▸ Comprueba tu comprensión:
1. Enumera los países cuyos representantes asistían a las cumbres del G-5 según el fragmento sobre el G-7.
2. Resume en dos oraciones el fragmento sobre el G-7.
3. Copia, por favor, el tramo del fragmento sobre el G-7 que va desde «No siempre fue» hasta «ministros de finanzas.».
----- Fragmento de origen
Preguntado por su ausencia en la reciente cumbre del Grupo de lo siete en Bruselas, Vladímir Putin ha respondido con un lacónico “bon appétit” para los asistentes. El presidente ruso tal vez esté resentido por haber quedado excluido del evento, pero su comentario encierra una verdad incómoda: la cumbre sirve para reunir a unos cuantos egos sobredimensionados en torno a una mesa con comida, pero poco mas. Cuatro décadas después de su creación, el G-7 va camino de convertirse en un organismo irrelevante.
No siempre fue así. Creado en 1973, el entonces G-5 (Canadá e Italia se unirían a los pocos años) tenía el propósito de reunir a las principales economías del bloque occidental con el fin de que coordinasen sus políticas económicas y monetarias. A las cumbres asistían los jefes de gobierno, banqueros centrales, y ministros de finanzas de Estados Unidos, Alemania, Francia, Reino Unido, y Japón. En 1998, Rusia se unió al grupo, que pasó a llamarse G-8. Seis años después, China fue invitada a participar en un encuentro de ministros de finanzas.
En el siglo XXI, sin embargo, la plataforma pronto resultó inadecuada. Tres de los ocho miembros permanentes comparten el euro como moneda común. Canadá difícilmente puede considerarse un peso pesado a escala internacional. Por encima de todo, la exclusión de potencias emergentes lastra la eficacia del grupo. De prolongarse las pautas de crecimiento actuales, las principales economías emergentes (Brasil, Rusia, India, China, y Suráfrica) sumarán un PIB superior al de la UE en 2015. De 2050 en adelante, y a medida que los BRICS converjan económicamente a los países desarrollados, el PIB de la Unión Europea y EE UU se verá gradualmente reducido a un 20-30% de la suma global.
----------
----- Conjunto de datos
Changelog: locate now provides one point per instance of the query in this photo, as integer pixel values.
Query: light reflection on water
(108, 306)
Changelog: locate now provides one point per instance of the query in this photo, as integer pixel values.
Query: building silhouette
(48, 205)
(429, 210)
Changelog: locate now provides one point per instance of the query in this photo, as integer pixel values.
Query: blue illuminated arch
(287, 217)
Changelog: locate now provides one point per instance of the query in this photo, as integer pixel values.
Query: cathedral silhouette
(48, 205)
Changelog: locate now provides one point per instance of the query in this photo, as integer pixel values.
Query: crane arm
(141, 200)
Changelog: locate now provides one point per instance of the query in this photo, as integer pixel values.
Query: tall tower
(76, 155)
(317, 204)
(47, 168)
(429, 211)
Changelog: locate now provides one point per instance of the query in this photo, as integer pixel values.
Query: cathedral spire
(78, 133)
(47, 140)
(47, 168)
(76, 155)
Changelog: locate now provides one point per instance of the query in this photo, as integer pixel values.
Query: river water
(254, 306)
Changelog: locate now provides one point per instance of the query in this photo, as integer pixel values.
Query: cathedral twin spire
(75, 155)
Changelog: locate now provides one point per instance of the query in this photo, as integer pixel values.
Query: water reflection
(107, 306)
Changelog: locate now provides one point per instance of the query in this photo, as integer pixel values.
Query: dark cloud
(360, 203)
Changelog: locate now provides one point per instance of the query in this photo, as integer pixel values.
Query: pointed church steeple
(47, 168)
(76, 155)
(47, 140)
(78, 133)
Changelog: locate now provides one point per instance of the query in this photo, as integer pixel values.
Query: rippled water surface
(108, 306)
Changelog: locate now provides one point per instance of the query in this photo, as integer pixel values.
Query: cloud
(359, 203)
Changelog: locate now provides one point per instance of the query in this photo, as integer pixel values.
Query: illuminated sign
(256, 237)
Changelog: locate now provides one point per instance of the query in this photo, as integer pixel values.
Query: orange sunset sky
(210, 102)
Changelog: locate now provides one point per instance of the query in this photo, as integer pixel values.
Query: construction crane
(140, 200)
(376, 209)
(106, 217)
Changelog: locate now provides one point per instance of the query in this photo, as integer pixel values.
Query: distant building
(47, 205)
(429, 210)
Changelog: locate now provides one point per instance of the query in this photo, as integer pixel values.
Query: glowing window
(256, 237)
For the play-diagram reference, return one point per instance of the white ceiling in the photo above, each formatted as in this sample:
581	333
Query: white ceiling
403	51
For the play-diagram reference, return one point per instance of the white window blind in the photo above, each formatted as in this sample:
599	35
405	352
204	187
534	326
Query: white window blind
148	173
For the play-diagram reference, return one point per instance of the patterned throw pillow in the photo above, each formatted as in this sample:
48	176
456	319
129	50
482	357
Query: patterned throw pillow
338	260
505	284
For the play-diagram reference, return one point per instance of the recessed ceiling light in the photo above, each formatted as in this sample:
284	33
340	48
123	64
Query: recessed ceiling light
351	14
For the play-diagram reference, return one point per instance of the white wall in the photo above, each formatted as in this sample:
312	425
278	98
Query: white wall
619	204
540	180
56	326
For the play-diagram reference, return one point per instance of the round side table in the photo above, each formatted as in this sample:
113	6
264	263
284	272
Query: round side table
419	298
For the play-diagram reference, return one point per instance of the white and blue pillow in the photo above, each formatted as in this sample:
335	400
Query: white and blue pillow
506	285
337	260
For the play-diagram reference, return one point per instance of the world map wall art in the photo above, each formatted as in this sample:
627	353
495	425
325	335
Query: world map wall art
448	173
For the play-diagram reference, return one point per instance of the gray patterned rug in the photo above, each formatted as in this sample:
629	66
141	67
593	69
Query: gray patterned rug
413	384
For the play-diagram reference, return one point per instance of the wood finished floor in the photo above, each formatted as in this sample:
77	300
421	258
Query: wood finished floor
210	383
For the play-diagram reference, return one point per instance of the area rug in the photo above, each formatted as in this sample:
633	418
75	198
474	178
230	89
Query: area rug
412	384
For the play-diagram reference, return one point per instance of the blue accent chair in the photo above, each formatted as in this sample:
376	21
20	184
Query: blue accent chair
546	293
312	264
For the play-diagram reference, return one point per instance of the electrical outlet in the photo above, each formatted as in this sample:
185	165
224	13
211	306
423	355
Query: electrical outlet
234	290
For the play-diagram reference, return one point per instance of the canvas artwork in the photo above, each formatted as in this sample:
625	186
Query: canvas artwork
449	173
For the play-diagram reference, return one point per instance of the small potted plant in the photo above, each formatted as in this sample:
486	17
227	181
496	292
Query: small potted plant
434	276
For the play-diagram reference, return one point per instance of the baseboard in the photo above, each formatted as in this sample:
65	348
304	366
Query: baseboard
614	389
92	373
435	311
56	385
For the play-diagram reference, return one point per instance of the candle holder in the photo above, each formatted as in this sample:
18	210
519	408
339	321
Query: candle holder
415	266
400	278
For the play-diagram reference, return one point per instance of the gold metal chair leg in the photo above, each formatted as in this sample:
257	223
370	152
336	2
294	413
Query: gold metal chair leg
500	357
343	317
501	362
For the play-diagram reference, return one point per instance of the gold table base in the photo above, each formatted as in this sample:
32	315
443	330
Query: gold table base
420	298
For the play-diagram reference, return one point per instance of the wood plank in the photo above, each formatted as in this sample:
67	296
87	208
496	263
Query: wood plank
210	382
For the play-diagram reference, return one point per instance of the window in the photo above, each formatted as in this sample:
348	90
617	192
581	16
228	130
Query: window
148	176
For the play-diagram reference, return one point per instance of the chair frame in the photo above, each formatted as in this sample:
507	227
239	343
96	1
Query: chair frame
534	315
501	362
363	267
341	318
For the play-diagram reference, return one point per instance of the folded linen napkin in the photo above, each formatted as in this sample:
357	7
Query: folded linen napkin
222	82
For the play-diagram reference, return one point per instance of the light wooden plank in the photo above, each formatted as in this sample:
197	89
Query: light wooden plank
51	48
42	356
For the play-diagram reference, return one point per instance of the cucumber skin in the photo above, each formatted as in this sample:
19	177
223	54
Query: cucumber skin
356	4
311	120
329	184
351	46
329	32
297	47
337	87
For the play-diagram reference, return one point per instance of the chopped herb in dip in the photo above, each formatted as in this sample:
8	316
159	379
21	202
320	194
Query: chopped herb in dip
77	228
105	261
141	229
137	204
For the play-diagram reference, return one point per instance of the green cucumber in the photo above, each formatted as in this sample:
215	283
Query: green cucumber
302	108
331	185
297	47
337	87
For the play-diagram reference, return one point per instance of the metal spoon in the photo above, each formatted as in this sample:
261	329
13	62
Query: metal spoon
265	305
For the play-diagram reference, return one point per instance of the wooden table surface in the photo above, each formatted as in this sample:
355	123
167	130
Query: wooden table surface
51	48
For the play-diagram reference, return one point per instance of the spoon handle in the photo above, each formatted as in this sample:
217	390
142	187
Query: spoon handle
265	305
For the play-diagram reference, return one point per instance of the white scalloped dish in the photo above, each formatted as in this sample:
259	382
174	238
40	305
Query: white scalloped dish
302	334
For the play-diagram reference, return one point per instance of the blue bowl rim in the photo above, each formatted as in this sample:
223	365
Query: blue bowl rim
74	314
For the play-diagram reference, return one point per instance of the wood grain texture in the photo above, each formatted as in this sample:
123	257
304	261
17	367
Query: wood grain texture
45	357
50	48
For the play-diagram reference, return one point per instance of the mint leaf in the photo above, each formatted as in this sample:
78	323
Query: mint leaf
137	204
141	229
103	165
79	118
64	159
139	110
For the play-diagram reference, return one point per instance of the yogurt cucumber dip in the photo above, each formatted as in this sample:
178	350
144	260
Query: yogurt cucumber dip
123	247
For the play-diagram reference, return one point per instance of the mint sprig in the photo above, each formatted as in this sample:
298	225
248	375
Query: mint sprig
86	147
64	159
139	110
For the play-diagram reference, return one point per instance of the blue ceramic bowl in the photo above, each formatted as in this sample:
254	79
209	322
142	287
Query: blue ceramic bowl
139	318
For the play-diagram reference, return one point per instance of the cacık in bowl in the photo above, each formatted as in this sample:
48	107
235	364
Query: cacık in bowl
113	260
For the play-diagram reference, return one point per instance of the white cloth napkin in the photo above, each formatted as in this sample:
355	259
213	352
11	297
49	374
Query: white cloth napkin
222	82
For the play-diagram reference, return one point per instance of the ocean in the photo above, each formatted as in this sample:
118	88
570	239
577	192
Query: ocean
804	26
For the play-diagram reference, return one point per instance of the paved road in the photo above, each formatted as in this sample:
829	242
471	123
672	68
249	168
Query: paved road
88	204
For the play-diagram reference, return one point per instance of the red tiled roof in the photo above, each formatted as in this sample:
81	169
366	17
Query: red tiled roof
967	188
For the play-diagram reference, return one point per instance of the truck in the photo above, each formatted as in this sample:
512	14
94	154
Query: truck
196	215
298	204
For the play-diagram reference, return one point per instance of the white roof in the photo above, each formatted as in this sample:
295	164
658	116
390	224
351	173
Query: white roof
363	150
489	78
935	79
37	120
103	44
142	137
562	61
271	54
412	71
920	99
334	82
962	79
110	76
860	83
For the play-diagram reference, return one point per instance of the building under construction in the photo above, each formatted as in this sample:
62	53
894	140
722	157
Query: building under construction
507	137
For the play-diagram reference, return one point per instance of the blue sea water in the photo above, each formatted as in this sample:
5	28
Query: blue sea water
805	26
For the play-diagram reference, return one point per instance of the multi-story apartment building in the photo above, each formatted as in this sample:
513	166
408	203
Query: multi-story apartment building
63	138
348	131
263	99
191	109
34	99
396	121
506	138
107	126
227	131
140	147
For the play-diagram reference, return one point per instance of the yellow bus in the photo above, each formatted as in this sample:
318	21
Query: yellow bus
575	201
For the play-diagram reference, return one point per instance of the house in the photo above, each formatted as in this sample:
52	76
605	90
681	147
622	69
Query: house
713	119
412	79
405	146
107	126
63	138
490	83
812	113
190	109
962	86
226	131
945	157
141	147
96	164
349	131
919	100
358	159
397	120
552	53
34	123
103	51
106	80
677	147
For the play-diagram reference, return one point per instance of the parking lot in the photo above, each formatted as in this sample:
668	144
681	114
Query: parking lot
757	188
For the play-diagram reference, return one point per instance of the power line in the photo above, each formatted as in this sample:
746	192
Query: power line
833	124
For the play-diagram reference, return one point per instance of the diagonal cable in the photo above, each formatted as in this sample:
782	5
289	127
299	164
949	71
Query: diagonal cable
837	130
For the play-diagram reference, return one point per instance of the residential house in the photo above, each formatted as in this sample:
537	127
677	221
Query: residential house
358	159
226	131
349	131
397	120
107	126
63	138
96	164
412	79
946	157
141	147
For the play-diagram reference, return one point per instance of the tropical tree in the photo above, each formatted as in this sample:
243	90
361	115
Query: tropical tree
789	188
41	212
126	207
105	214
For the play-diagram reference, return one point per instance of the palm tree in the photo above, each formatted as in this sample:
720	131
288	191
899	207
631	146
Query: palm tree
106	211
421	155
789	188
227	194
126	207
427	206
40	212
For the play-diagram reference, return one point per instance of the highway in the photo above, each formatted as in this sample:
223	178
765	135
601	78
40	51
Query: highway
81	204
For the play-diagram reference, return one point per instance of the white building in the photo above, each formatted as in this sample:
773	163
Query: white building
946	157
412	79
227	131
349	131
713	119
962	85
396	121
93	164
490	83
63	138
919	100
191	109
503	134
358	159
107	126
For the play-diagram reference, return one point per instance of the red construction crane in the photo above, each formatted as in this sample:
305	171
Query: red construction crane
----------
▸ Soluciones por tarea:
1. Estados Unidos, Alemania, Francia, Reino Unido y Japón.

2. El G-7 nació en 1973 como G-5 para que las principales economías del bloque occidental coordinasen sus políticas económicas y monetarias, pero cuatro décadas después va camino de convertirse en un organismo irrelevante. En el siglo XXI la plataforma resultó inadecuada, sobre todo porque la exclusión de las potencias emergentes lastra la eficacia del grupo.

3.
No siempre fue así. Creado en 1973, el entonces G-5 (Canadá e Italia se unirían a los pocos años) tenía el propósito de reunir a las principales economías del bloque occidental con el fin de que coordinasen sus políticas económicas y monetarias. A las cumbres asistían los jefes de gobierno, banqueros centrales, y ministros de finanzas de Estados Unidos, Alemania, Francia, Reino Unido, y Japón. En 1998, Rusia se unió al grupo, que pasó a llamarse G-8. Seis años después, China fue invitada a participar en un encuentro de ministros de finanzas.